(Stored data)
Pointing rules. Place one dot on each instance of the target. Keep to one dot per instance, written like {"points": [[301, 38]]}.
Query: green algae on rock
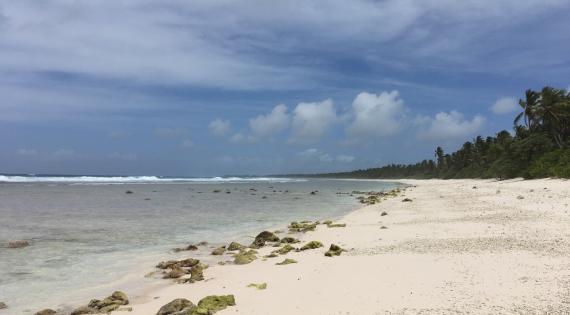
{"points": [[334, 250], [287, 261], [235, 246], [312, 245], [259, 286]]}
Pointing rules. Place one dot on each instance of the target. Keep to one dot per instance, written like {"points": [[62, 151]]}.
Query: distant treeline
{"points": [[539, 148]]}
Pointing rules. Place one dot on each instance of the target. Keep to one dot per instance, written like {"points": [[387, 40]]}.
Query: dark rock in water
{"points": [[312, 245], [18, 244], [219, 251], [334, 250], [47, 311], [177, 307], [263, 237], [214, 303], [192, 247], [289, 240], [235, 246]]}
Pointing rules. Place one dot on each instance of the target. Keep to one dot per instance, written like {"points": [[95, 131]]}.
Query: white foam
{"points": [[137, 179]]}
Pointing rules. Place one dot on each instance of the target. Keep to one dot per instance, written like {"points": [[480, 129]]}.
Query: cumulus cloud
{"points": [[449, 126], [311, 121], [219, 127], [268, 125], [376, 115], [504, 105]]}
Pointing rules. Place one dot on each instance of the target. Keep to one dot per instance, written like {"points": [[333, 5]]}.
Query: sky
{"points": [[219, 87]]}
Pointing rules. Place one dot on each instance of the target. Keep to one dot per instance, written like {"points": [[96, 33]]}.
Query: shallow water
{"points": [[87, 237]]}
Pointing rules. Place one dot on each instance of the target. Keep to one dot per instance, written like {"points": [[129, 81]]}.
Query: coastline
{"points": [[453, 249]]}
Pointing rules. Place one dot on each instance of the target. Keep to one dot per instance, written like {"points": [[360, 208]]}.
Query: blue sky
{"points": [[258, 87]]}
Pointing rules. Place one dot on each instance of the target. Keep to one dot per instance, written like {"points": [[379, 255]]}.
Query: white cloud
{"points": [[376, 115], [313, 153], [219, 127], [345, 158], [448, 126], [27, 152], [505, 105], [268, 125], [311, 121], [187, 144], [169, 132]]}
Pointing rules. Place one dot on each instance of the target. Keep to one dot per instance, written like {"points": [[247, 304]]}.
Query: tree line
{"points": [[539, 146]]}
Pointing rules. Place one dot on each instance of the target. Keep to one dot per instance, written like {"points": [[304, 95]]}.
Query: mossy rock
{"points": [[177, 307], [287, 261], [215, 303], [259, 286], [284, 250], [289, 240], [334, 250], [333, 225], [245, 257], [219, 251], [235, 246], [312, 245]]}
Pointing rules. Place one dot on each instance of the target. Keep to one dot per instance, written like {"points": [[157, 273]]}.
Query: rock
{"points": [[197, 273], [235, 246], [312, 245], [244, 257], [259, 286], [336, 225], [178, 307], [47, 311], [192, 247], [284, 250], [175, 273], [18, 244], [289, 240], [334, 250], [219, 251], [287, 261], [84, 310], [263, 237], [214, 303]]}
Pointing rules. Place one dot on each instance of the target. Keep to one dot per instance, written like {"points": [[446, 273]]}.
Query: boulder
{"points": [[287, 261], [178, 307], [235, 246], [215, 303], [47, 311], [312, 245], [18, 244], [219, 251], [334, 250]]}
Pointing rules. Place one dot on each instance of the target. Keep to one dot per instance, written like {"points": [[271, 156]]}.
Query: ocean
{"points": [[92, 235]]}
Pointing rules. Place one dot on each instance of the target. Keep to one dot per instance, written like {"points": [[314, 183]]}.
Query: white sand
{"points": [[453, 250]]}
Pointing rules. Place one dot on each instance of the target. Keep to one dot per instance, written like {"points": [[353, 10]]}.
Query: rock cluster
{"points": [[107, 305], [208, 305]]}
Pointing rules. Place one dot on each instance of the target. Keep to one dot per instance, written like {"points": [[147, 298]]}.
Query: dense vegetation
{"points": [[540, 147]]}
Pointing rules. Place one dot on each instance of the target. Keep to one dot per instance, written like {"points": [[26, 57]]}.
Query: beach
{"points": [[458, 247]]}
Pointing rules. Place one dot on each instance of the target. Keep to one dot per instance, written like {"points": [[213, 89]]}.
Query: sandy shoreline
{"points": [[454, 249]]}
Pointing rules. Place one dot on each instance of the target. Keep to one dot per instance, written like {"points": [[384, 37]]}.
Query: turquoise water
{"points": [[89, 236]]}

[Requirement]
Exclude the pictures and transcribe all of the entries exactly.

[Solution]
Pointing rules. Place one dot on each instance of the target. Keep to one dot per instance, written like {"points": [[301, 38]]}.
Query: green algae on rock
{"points": [[334, 250], [287, 261], [235, 246], [312, 245], [259, 286]]}
Pointing rules. Place one dot on each instance of the target. Keep to one dot per instance, written like {"points": [[62, 151]]}.
Query: distant treeline
{"points": [[539, 148]]}
Pointing rules. Place one dot on each instance of the target. Keep to one dot per instance, written like {"points": [[387, 40]]}.
Query: dark rock in water
{"points": [[312, 245], [18, 244], [219, 251], [334, 250], [47, 311], [177, 307], [263, 237], [214, 303], [192, 247], [289, 240], [235, 246]]}
Pointing rules. Place one dot on each instance of the target. Keep to one dot per instance, written like {"points": [[95, 131]]}.
Query: white foam
{"points": [[137, 179]]}
Pointing rules. Place one dot on each instance of the target. Keep to one dot per instance, written like {"points": [[480, 129]]}.
Query: cumulus cloud
{"points": [[449, 126], [311, 121], [219, 127], [268, 125], [376, 115], [504, 105]]}
Pointing rules. Place one dot on each instance of the target. Keep to one dot per instance, written like {"points": [[333, 5]]}.
Query: sky
{"points": [[219, 87]]}
Pointing rules. Place one dot on each instance of the target. Keep to one dot per instance, written like {"points": [[96, 33]]}.
Query: shallow water
{"points": [[87, 237]]}
Pointing rules. Place one dot on each instance of the target. Keep to one dot per instance, written like {"points": [[129, 81]]}.
Query: coastline
{"points": [[453, 249]]}
Pointing rules. Place one dot on each instance of the target. Keep to one dot per instance, written like {"points": [[360, 208]]}.
Query: blue sky
{"points": [[258, 87]]}
Pointing rules. Place one dot on each instance of the target. Keep to one dot per instance, written like {"points": [[379, 255]]}.
Query: white cloud
{"points": [[376, 115], [313, 153], [219, 127], [345, 158], [448, 126], [27, 152], [505, 105], [268, 125], [311, 121], [187, 144], [169, 132]]}
Pointing rules. Place one dot on each instance of the target. Keep to one dot per instance, written like {"points": [[247, 304]]}.
Query: tree line
{"points": [[539, 146]]}
Pointing rules. Place one dot on each instance of the target. Keep to one dot per instance, written like {"points": [[304, 95]]}.
Query: mossy rock
{"points": [[177, 307], [287, 261], [215, 303], [259, 286], [284, 250], [289, 240], [334, 250], [333, 225], [245, 257], [219, 251], [235, 246], [312, 245]]}
Pointing rules. Place one dot on each instance of the target. Keep to one dot per instance, written like {"points": [[157, 273]]}.
Query: rock
{"points": [[197, 273], [235, 246], [312, 245], [244, 257], [259, 286], [336, 225], [178, 307], [47, 311], [192, 247], [284, 250], [175, 273], [18, 244], [289, 240], [334, 250], [219, 251], [287, 261], [84, 310], [263, 237], [214, 303]]}
Pointing rules. Place one dot on each instance of the target. Keep to one dot per instance, written like {"points": [[446, 273]]}.
Query: boulder
{"points": [[287, 261], [178, 307], [235, 246], [215, 303], [47, 311], [312, 245], [18, 244], [219, 251], [334, 250]]}
Pointing rules. Place one dot on each instance of the target. Keep to one dot per instance, written like {"points": [[271, 156]]}.
Query: ocean
{"points": [[92, 235]]}
Pointing rules. Place one dot on each instance of the target. Keep to one dot per instance, written like {"points": [[314, 183]]}.
Query: white sand
{"points": [[453, 250]]}
Pointing rules. Place one dot on each instance of the target. Keep to one dot per instance, written like {"points": [[353, 10]]}.
Query: rock cluster
{"points": [[107, 305], [208, 305]]}
Pointing rules. Place one dot on each instance of the target. Keep to one dot per instance, written like {"points": [[147, 298]]}.
Query: dense vegetation
{"points": [[540, 147]]}
Pointing rules. Place one dot on each instance of the target. Keep to one dot per instance, written like {"points": [[26, 57]]}.
Query: beach
{"points": [[458, 247]]}
Pointing rules. Place one dot on each instance of the target. Keep to one dot per instance, written like {"points": [[213, 89]]}.
Query: sandy shoreline
{"points": [[454, 249]]}
Pointing rules. Place one dot on each instance of the target. Keep to one dot per instance, written like {"points": [[384, 37]]}.
Query: turquoise water
{"points": [[89, 236]]}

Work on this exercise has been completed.